> **Text excerpt**

Tindouf, also written Tinduf (), is the westernmost province of Algeria, having a population of 58,193 as of the 2008 census (not including the Sahrawi refugees at the Sahrawi refugee camps). Its population in reality could be as high as 160,000 because of the Sahrawi refugee camps.  Despite the barren landscape, Tindouf is a resource-rich province, with important quantities of iron ore located in the Gara Djebilet area close to the border with Mauritania. Prior to Algerian independence, the area served as a strongpoint of several tribes of the nomadic Reguibat confederation.

History

During the Zayyanid period, the Draa region which surrounds the Tindouf province was governed by a sheikh of the Zayyanids.

The town of Tindouf was rebuilt near an isolated Saharan oasis in 1852 by members of the Tajakant tribe, but sacked and destroyed by the Reguibat tribe in 1895. It remained deserted until French troops led by colonel Trinquet arrived in the area in 1934 and attached the region to the French Algeria territory.

The province houses army and airforce bases for the Algerian military, and is strategically important due to its proximity to the Moroccan border, and its location at a four-country border crossing. From independence in 1956, the Kingdom of Morocco claimed the Tindouf area and western Algeria as part of Morocco. These claims are based on the allegations that until 1952, Tindouf was part of French Morocco and was administratively attached to Agadir, and promises made by parts of the Algerian underground during that country's war for independence. After Algeria's independence in 1962, Morocco's claim to Tindouf was not accepted by the new Algerian republic. This led to the 1963 Sand war, fought along the Moroccan-Algerian border in the Tindouf region, and also involving Béchar Province and Tlemcen Province, after Morocco claimed the area as its own following Algerian independence.

> **Excerpted records**
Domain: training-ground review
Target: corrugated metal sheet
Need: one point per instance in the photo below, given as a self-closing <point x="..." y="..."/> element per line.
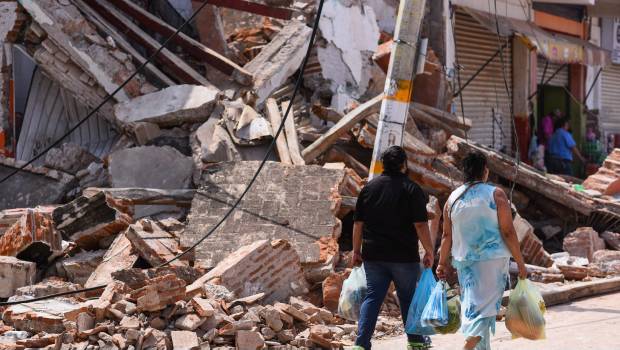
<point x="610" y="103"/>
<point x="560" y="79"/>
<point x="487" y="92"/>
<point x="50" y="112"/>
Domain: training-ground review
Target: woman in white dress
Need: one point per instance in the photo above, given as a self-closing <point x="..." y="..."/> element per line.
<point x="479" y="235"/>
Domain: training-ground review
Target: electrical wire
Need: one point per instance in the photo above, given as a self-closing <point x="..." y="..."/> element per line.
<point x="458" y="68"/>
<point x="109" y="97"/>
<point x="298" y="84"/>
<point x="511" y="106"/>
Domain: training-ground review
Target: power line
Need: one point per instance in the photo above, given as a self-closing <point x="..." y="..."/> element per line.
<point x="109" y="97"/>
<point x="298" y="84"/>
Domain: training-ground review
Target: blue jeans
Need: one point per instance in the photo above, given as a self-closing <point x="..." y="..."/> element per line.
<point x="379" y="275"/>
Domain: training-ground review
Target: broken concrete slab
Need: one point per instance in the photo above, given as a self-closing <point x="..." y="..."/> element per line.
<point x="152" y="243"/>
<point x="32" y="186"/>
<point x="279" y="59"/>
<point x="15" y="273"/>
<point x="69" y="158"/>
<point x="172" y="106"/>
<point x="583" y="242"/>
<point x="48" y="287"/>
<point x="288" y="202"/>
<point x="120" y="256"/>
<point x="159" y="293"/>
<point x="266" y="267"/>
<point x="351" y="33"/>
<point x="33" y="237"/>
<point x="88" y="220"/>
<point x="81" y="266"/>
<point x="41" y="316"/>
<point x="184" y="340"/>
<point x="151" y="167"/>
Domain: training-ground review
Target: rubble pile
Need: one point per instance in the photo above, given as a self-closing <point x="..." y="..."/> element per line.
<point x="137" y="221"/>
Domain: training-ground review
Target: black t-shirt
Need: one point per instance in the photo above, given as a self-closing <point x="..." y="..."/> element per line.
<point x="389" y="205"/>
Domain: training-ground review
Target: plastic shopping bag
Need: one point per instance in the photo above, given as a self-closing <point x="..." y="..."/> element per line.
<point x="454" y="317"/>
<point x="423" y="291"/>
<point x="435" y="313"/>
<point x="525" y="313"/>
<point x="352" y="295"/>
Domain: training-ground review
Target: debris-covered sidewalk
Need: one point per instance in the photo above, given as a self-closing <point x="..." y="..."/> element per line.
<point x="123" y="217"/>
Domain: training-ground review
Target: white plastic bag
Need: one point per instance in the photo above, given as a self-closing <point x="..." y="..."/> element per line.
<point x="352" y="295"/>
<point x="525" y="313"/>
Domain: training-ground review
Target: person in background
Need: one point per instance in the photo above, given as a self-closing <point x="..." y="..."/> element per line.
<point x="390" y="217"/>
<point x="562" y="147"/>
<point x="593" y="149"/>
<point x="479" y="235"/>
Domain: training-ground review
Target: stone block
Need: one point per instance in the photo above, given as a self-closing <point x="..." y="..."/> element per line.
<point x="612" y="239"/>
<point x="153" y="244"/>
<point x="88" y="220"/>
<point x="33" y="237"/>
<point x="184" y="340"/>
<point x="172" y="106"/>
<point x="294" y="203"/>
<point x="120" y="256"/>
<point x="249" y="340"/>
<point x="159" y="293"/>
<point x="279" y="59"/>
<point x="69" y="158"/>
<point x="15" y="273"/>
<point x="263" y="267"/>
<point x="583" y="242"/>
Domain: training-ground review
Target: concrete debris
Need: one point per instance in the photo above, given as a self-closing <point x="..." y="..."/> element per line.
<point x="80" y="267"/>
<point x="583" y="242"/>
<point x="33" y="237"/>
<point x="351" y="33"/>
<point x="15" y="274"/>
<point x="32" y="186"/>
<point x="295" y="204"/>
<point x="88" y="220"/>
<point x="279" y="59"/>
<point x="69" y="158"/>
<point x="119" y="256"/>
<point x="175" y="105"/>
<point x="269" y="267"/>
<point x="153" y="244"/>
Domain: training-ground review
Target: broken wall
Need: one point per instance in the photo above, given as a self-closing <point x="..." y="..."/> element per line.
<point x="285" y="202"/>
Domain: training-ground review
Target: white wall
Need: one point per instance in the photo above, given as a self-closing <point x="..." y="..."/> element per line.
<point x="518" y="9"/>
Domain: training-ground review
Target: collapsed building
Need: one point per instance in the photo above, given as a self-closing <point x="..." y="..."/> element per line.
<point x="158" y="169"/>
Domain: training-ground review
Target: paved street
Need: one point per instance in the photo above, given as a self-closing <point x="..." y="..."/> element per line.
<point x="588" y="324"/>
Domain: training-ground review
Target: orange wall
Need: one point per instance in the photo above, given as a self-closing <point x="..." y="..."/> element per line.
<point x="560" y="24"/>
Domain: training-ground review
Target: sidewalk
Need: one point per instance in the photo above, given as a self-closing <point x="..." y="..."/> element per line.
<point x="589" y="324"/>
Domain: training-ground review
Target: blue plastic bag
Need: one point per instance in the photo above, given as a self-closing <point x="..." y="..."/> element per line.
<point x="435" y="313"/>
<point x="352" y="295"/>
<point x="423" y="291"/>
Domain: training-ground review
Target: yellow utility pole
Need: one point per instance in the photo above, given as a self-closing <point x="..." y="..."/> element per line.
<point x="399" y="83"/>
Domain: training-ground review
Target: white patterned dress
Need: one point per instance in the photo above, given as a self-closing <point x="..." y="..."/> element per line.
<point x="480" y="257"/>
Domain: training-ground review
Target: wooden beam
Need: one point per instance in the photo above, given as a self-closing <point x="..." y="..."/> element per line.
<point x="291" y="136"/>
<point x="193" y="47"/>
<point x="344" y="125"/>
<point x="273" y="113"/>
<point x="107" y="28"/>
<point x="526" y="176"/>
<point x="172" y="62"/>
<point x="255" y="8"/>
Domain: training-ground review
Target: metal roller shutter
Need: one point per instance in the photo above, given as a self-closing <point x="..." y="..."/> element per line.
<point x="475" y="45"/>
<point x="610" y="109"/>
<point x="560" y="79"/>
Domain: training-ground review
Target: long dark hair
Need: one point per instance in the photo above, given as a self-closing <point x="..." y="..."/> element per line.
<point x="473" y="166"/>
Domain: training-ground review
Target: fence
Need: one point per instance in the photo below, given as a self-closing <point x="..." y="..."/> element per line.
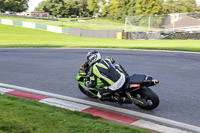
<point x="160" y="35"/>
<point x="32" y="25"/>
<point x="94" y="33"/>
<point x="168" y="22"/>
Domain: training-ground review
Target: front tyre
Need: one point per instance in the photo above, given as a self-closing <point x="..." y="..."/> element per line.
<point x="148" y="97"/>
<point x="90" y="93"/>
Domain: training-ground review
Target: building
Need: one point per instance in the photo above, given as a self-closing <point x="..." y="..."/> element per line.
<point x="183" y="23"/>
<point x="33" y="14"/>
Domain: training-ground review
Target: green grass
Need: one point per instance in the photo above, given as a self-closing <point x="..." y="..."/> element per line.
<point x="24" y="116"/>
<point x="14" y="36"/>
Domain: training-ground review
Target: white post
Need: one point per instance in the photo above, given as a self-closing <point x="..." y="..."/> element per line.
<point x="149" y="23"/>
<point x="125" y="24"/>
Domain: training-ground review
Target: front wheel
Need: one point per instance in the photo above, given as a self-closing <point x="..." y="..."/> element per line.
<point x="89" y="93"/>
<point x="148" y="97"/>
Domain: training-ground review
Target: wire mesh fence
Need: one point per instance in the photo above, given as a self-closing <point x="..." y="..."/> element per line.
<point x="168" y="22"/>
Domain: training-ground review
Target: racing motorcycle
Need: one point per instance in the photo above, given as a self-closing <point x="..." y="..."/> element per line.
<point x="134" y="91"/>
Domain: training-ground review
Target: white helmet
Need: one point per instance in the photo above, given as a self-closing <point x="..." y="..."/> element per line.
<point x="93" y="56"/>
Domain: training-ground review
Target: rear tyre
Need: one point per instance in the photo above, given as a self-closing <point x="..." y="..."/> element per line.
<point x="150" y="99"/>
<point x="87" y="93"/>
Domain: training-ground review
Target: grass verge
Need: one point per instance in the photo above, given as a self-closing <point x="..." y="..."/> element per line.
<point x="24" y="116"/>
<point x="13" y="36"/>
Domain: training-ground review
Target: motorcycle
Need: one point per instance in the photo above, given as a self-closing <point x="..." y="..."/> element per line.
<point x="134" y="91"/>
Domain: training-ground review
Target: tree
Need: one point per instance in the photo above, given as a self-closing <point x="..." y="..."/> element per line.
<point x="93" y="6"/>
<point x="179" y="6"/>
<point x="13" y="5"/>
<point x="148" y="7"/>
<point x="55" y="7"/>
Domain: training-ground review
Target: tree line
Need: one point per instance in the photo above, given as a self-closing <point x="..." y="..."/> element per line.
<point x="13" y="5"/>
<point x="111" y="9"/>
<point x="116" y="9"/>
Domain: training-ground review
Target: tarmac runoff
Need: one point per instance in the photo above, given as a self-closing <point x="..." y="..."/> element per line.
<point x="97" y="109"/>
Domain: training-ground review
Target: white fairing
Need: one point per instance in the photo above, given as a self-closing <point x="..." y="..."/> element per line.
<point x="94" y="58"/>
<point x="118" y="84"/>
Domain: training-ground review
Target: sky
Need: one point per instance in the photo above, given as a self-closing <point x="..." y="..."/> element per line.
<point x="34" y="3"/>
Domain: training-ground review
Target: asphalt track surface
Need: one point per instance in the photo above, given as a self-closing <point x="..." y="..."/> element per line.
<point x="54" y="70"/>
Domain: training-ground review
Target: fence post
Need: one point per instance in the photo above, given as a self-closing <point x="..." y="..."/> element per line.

> **Problems to work on**
1 > Answer these questions about the Tindouf passage:
(a) What population did the province have in the 2008 census?
(b) In what year was the town of Tindouf rebuilt, and by which tribe?
(c) What was the name of the 1963 conflict fought in the Tindouf region?
2 > List every year the Tindouf passage mentions, in the order they appear.
3 > Carry the Tindouf passage forward from its final sentence.
The records have no connection to the Tindouf passage.

> **Responses by task**
1 >
(a) 58,193
(b) 1852, by members of the Tajakant tribe
(c) The Sand war

2 > 2008, 1852, 1895, 1934, 1956, 1952, 1962, 1963

3 >
In a process beginning in 1969 and finalized during the OAU summit in Rabat in 1972, Morocco recognized the border with Algeria, in exchange for joint exploitation of the iron ore in Tindouf. However, parts of Moroccan society and some nationalist political parties still refer to the Tindouf area as historically Moroccan territory, and the Moroccan parliament has still not ratified the border recognition.

From 1974, refugees from the contested Spanish Sahara started arriving to the Tindouf area, following an earlier wave from the 1958 unrest. This turned into a major exodus from 1975 onwards, when Morocco and Mauritania seized control of what was then called Western Sahara, and Algeria retaliated by allowing the Polisario Front, a nationalist Sahrawi movement, to use the area as its main base. Sahrawi refugee camps were established in 1975-6 here. The Polisario remains in the province, running the large refugee camps located south of Tindouf city.

The European Commission refers to the Sahrawi refugees as the "forgotten refugees".

The province was created from Béchar Province in 1984.

Administrative divisions

The province contains one daïra (district), Tindouf, which is coextensive with the province. The province and daïra has a population of 58,193 inhabitants. The daira is further divided into two communes or municipalities: Tindouf and Oum El Assel. It is one of only 3 provinces in the country which has only one daïra and along with Bordj Baji Mokhtar Province, Djanet Province, In Guezzam Province also has the fewest communes with just 2.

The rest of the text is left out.